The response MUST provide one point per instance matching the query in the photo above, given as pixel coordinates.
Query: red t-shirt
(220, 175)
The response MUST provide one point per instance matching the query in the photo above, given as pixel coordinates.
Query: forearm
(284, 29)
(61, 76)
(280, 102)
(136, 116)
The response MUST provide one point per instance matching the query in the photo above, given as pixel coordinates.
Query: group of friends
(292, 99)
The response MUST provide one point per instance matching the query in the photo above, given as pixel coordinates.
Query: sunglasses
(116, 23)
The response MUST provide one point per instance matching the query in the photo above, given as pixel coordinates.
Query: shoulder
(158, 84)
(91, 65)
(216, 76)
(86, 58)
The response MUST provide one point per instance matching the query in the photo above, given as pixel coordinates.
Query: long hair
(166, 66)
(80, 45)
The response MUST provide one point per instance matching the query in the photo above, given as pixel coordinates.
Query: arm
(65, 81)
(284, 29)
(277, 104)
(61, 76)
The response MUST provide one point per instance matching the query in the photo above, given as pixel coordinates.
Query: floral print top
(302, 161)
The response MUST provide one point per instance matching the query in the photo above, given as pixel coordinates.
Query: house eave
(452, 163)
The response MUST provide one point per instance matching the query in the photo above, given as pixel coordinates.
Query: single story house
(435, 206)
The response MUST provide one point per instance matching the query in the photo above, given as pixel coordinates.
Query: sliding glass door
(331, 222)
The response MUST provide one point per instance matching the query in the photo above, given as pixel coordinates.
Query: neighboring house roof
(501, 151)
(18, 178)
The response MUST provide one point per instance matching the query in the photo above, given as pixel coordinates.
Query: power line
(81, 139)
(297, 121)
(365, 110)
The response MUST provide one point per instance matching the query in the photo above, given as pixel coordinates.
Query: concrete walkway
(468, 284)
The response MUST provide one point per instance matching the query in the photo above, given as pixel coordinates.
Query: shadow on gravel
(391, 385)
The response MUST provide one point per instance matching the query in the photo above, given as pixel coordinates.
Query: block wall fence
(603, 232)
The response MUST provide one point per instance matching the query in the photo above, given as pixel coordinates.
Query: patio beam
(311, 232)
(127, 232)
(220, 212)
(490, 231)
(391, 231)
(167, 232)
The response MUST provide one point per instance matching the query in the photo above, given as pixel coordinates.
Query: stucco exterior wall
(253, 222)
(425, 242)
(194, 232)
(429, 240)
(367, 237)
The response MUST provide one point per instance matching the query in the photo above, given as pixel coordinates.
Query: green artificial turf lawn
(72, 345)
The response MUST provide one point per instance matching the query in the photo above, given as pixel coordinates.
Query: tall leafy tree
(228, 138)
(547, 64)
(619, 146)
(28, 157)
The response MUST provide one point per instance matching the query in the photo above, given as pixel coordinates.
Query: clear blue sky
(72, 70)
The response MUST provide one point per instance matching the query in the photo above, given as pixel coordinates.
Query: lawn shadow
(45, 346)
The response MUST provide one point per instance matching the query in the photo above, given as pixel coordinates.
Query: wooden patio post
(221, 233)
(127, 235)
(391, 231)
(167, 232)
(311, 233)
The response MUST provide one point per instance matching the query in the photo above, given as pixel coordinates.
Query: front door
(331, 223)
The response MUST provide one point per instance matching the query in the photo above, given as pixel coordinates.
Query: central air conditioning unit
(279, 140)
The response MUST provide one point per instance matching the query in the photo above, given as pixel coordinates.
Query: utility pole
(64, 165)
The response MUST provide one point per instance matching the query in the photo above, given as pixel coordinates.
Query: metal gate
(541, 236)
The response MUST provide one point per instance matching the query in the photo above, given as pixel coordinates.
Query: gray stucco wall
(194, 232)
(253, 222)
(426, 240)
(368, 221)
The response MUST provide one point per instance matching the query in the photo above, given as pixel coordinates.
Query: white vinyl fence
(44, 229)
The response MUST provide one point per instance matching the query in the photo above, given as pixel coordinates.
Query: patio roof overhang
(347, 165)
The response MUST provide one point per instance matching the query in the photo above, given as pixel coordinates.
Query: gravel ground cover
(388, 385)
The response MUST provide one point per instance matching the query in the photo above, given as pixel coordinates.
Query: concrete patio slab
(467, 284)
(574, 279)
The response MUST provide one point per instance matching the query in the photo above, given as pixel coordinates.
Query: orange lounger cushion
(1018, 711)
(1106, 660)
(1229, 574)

····················

(Exercise): Output the listing above word for word.

(Answer):
The response MUST provide one point per instance matching the query in the photo above, given as pixel coordinates.
Query: red t-shirt
(220, 175)
The response MUST provide one point per instance matching the query in the photo above, given as pixel coordinates.
Query: forearm
(284, 29)
(61, 76)
(280, 102)
(136, 116)
The response MUST provide one point per instance matching the query in the photo above, given as pixel coordinates.
Query: group of friends
(292, 99)
The response MUST provide one point per instance matching the query in the photo above, given as pixel coordinates.
Query: sunglasses
(116, 23)
The response MUST provide one point per instance matching the query in the photo above, given as pixel coordinates.
Query: shoulder
(158, 84)
(91, 65)
(216, 76)
(86, 58)
The response MUST provide one point per instance matching the query in the photo above, given as pixel coordinates.
Query: long hair
(166, 66)
(80, 45)
The response MUST provide one point per instance matching the query in the photo above, given as pixel coordinates.
Query: arm
(65, 81)
(284, 29)
(277, 104)
(61, 76)
The response MUST provide one point per instance matching the query in the photo above, given as pixel coordinates.
Query: floral print top
(302, 161)
The response MUST provide one point per instance matching the query in the photo above, given as pixel coordinates.
Query: house eave
(452, 163)
The response MUST provide one point per instance matching the query in the photo above, given as pixel coordinates.
Query: single story house
(435, 206)
The response MUST provide one point per instance matching the query in the photo above, given as pixel coordinates.
Query: sliding glass door
(331, 222)
The response MUST provide one point per instance matching the query in the photo above, given as pixel coordinates.
Query: neighboring house roof
(501, 151)
(18, 178)
The response MUST provide one point per instance matching the query in the photo above, given as pixel coordinates.
Query: power line
(81, 139)
(297, 121)
(365, 110)
The response MUST provide one point per instance matching the query in the photo above, given as pixel coordinates.
Query: concrete walkway
(468, 284)
The response MUST provide one point per instance matching the query in the photo above, given as pixel coordinates.
Query: shadow on gravel
(391, 385)
The response MUST provide one point per instance matching the query in the photo above, given as pixel coordinates.
Query: block wall fence
(603, 232)
The response MUST provide one point per instance matching the query in the photo above, given as pixel coordinates.
Query: patio beam
(311, 232)
(127, 232)
(220, 212)
(490, 231)
(391, 231)
(167, 232)
The response MUST provide one point per instance matching the query in the photo above, given as pixel coordinates.
Query: stucco exterior wall
(253, 222)
(425, 242)
(194, 232)
(429, 240)
(367, 237)
The response MUST provide one point per instance matching the query in the photo above, given as pixel coordinates.
Query: green artificial turf lawn
(72, 345)
The response MUST provide one point per instance matching the query in the photo above, given as pixel coordinates.
Query: tall leafy tree
(228, 138)
(547, 64)
(619, 146)
(28, 157)
The response MUST provide one point per instance matching the query in the photo above, given as pixel coordinates.
Query: clear blue sky
(72, 70)
The response MUST provide one point per instance matching the query in the photo above, given as pixel coordinates.
Query: lawn shadow
(45, 346)
The response MUST provide one point per instance matching the query in the photo above, given as pixel coordinates.
Query: wooden patio post
(221, 233)
(127, 235)
(391, 231)
(167, 232)
(311, 233)
The response MUST provide one point per instance matching the query in the photo above, given as pixel coordinates.
Query: front door
(331, 223)
The response MUST provide one point per instance matching the query in the photo above, given as pixel coordinates.
Query: central air conditioning unit
(279, 140)
The response MUST provide one point per instance matching the query in the photo above, given as pixel coordinates.
Query: utility pole
(64, 165)
The response MUST provide one point per instance matching the query in the photo above, given as pixel coordinates.
Query: metal gate
(541, 236)
The response MUST provide one point per instance matching the query in the photo above, given as pixel coordinates.
Query: gray stucco wall
(194, 232)
(253, 222)
(426, 240)
(368, 221)
The response MUST provide one point per instance matching the query in the photo above, given as pixel coordinates.
Query: white vinyl fence
(44, 229)
The response MUST provide one point per instance matching the query in the photo above, given as pixel coordinates.
Query: patio roof overhang
(347, 165)
The response MUST provide one point per instance matching the query in the photo above, given as pixel coordinates.
Query: gravel ground cover
(388, 385)
The response MUST provide one point per instance matching the query in the photo above, given as pixel coordinates.
Query: concrete patio slab
(467, 284)
(574, 279)
The response MUST provide one point per instance matching the query in the photo above, given as pixel coordinates.
Query: orange lounger cushion
(1018, 711)
(1106, 660)
(1229, 574)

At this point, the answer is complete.